Give back the full set of entries exactly, keeping each line intact.

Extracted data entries
═══

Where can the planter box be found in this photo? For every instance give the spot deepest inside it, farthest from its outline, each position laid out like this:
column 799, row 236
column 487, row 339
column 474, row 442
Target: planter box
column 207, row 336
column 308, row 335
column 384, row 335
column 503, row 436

═══

Response to the exercise:
Where can the planter box be found in this photo? For every instance give the spot deepest inside it, farthest from its outline, each position laid out like this:
column 799, row 236
column 487, row 339
column 474, row 442
Target: planter box
column 207, row 336
column 308, row 335
column 384, row 335
column 503, row 436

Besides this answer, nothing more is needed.